┌────────
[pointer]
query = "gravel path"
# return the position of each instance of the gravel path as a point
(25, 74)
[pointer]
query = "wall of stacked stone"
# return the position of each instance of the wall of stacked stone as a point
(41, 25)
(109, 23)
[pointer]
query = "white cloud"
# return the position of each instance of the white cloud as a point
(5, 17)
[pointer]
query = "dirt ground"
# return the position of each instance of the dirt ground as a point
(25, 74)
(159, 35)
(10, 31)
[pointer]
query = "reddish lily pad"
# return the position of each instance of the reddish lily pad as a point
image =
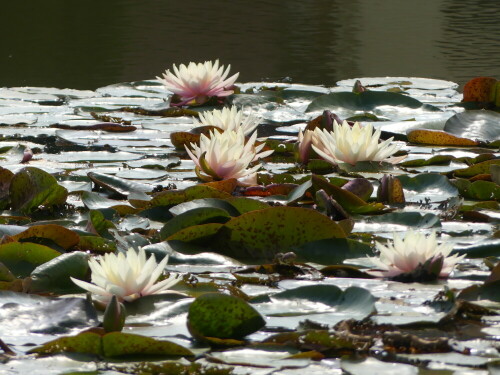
(349, 201)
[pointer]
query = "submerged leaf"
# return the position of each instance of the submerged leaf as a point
(222, 316)
(31, 188)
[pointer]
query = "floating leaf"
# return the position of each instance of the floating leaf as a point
(173, 197)
(263, 233)
(112, 345)
(481, 190)
(182, 139)
(435, 160)
(31, 188)
(195, 216)
(390, 190)
(365, 101)
(61, 236)
(427, 187)
(481, 125)
(222, 316)
(438, 137)
(479, 89)
(332, 250)
(54, 275)
(197, 234)
(476, 169)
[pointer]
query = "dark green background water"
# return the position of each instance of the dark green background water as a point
(87, 44)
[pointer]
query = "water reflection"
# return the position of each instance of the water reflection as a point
(95, 43)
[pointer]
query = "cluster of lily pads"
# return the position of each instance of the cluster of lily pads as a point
(280, 210)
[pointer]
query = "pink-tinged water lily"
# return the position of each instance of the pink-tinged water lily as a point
(303, 147)
(352, 144)
(196, 83)
(226, 155)
(404, 255)
(128, 277)
(229, 119)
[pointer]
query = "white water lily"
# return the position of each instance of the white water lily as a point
(405, 254)
(228, 119)
(226, 155)
(352, 144)
(128, 277)
(196, 83)
(304, 143)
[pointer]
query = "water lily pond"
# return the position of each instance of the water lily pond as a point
(273, 278)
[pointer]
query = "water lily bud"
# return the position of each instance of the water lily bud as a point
(360, 187)
(358, 88)
(390, 190)
(114, 316)
(27, 155)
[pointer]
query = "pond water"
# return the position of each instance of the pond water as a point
(93, 43)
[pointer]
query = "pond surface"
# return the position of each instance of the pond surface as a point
(85, 45)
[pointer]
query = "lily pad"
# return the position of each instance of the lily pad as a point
(365, 101)
(112, 345)
(263, 233)
(438, 137)
(31, 188)
(195, 216)
(222, 316)
(478, 125)
(54, 275)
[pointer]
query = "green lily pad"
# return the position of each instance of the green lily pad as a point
(118, 185)
(222, 316)
(112, 345)
(31, 188)
(263, 233)
(195, 216)
(173, 197)
(482, 125)
(332, 250)
(22, 258)
(479, 168)
(54, 275)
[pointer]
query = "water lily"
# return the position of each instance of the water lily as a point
(196, 83)
(352, 144)
(404, 255)
(221, 156)
(127, 277)
(303, 147)
(228, 119)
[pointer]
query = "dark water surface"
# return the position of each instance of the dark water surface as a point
(88, 44)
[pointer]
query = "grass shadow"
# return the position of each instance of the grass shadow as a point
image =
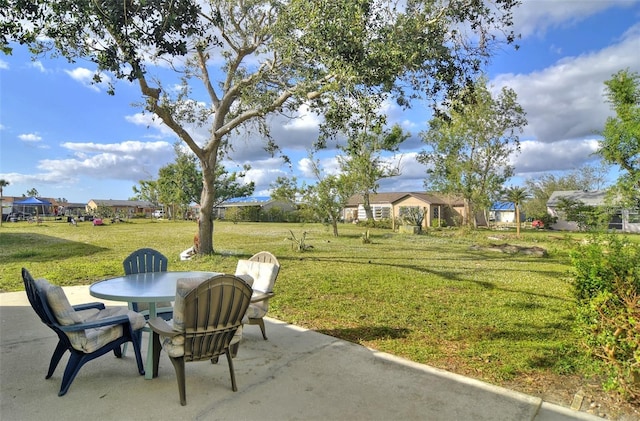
(18, 247)
(366, 333)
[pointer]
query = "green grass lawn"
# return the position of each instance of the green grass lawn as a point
(431, 298)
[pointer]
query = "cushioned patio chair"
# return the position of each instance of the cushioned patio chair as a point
(87, 331)
(261, 272)
(207, 314)
(147, 260)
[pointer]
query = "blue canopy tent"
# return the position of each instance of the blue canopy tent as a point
(34, 202)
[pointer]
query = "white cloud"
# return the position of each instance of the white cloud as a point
(566, 100)
(30, 137)
(535, 17)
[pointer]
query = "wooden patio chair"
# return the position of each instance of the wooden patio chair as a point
(262, 279)
(207, 315)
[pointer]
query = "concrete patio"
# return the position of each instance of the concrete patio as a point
(296, 375)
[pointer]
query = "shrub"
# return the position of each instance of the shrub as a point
(607, 291)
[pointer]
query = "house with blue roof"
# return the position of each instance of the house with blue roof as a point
(504, 212)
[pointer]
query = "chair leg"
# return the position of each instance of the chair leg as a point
(178, 364)
(231, 372)
(55, 358)
(156, 353)
(76, 361)
(136, 350)
(260, 323)
(234, 349)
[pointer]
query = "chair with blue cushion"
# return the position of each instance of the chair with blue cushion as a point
(87, 331)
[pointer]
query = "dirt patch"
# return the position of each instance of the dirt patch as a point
(511, 249)
(575, 392)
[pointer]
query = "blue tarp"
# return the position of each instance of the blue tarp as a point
(32, 201)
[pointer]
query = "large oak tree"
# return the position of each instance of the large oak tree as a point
(254, 58)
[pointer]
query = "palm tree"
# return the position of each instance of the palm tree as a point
(3, 184)
(517, 195)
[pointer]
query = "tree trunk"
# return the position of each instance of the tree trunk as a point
(366, 204)
(207, 200)
(334, 223)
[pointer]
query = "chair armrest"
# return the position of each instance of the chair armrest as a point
(261, 296)
(86, 306)
(161, 327)
(107, 321)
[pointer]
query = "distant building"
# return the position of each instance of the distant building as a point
(254, 208)
(626, 220)
(504, 212)
(437, 209)
(124, 208)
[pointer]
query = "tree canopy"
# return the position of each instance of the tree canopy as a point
(621, 135)
(241, 61)
(468, 152)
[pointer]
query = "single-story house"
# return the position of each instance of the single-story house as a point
(504, 212)
(123, 208)
(626, 220)
(437, 209)
(255, 206)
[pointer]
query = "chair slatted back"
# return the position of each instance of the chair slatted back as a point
(266, 257)
(145, 260)
(213, 313)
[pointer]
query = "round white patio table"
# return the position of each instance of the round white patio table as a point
(151, 287)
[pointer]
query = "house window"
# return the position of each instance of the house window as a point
(634, 216)
(379, 212)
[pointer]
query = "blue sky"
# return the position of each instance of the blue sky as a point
(69, 139)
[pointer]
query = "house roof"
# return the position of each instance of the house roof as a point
(393, 197)
(122, 203)
(590, 198)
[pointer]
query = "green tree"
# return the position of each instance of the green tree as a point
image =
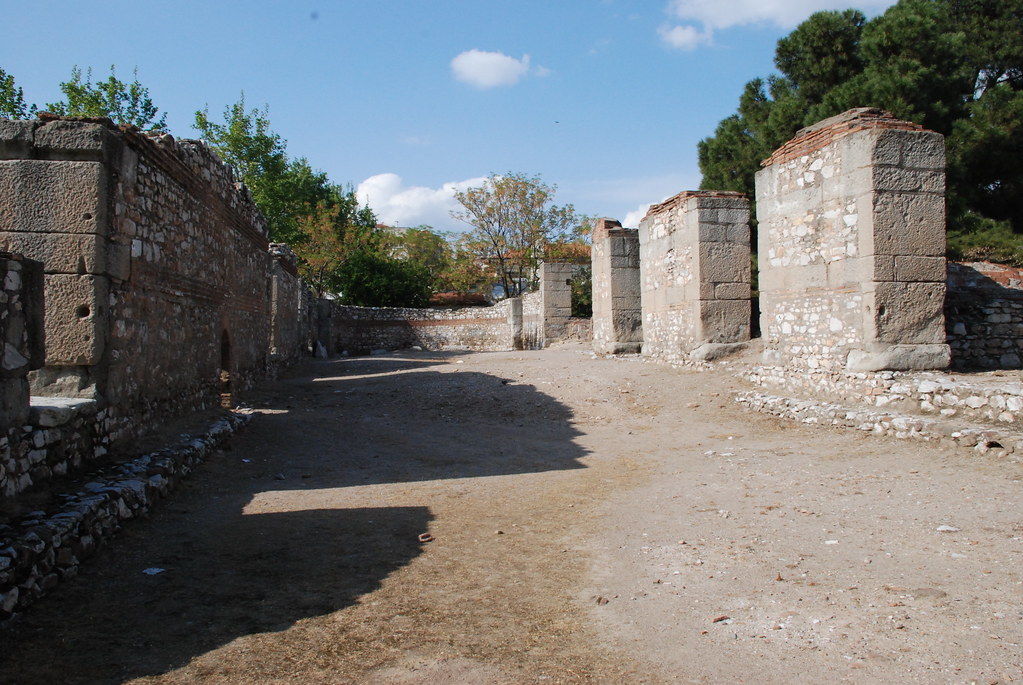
(465, 271)
(419, 245)
(258, 156)
(955, 66)
(371, 279)
(329, 234)
(12, 103)
(127, 103)
(514, 219)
└────────
From the records above, copy each line where the word "reddish" can be found.

query = "reddish lily pad"
# return the position of each instance of the reddish lily pad as a point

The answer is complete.